Instructions for the task: Reproduce all of the lines below, requests included, and rescale every vertex coordinate in the answers by a factor of 0.95, rounding each to the nearest whole number with halves rounded up. Leave the numbers in the requests and their format samples unchanged, and omit the pictures from your output.

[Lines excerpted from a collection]
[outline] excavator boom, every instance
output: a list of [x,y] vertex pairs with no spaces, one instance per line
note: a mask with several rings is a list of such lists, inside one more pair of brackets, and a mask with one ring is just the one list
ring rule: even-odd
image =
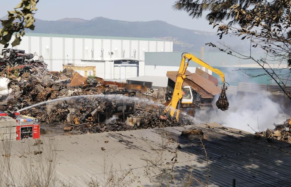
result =
[[[225,76],[223,73],[218,69],[213,68],[192,54],[184,53],[182,54],[182,60],[180,64],[178,74],[177,75],[177,78],[175,84],[174,91],[173,92],[172,99],[165,110],[165,112],[167,112],[170,111],[170,115],[171,116],[173,116],[175,115],[176,109],[178,106],[178,109],[175,117],[177,120],[178,119],[180,113],[180,108],[183,97],[182,86],[184,81],[186,78],[185,75],[185,72],[188,67],[189,62],[191,60],[200,65],[205,67],[206,68],[216,73],[220,77],[223,83],[223,86],[221,88],[221,94],[218,100],[216,102],[216,106],[219,109],[223,111],[228,110],[229,104],[226,93],[226,90],[227,90],[227,88],[225,86]],[[185,63],[186,59],[187,60],[187,61]]]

Reply to the exercise:
[outline] excavator boom, every instance
output: a list of [x,y] vertex pairs with no spaces, one instance per line
note: a mask with several rings is a list of such lists, inside one more pair of brackets, and a mask with one ring is just the one list
ring rule: even-odd
image =
result =
[[[214,72],[212,69],[207,66],[202,65],[182,51],[175,50],[173,51],[173,57],[171,61],[169,70],[168,71],[168,74],[166,80],[165,86],[164,87],[163,94],[157,105],[157,106],[159,106],[162,105],[162,109],[162,110],[164,110],[166,109],[167,104],[169,101],[169,104],[166,111],[168,114],[169,113],[171,107],[171,103],[174,92],[173,82],[175,77],[177,74],[176,71],[176,68],[179,64],[180,59],[181,57],[190,62],[195,64],[196,65],[205,69],[209,73],[212,79],[212,82],[210,84],[210,89],[207,95],[205,97],[205,101],[208,104],[212,105],[217,105],[218,99],[215,88],[215,86],[216,86],[216,84],[214,82]],[[176,60],[177,56],[178,57],[178,58]]]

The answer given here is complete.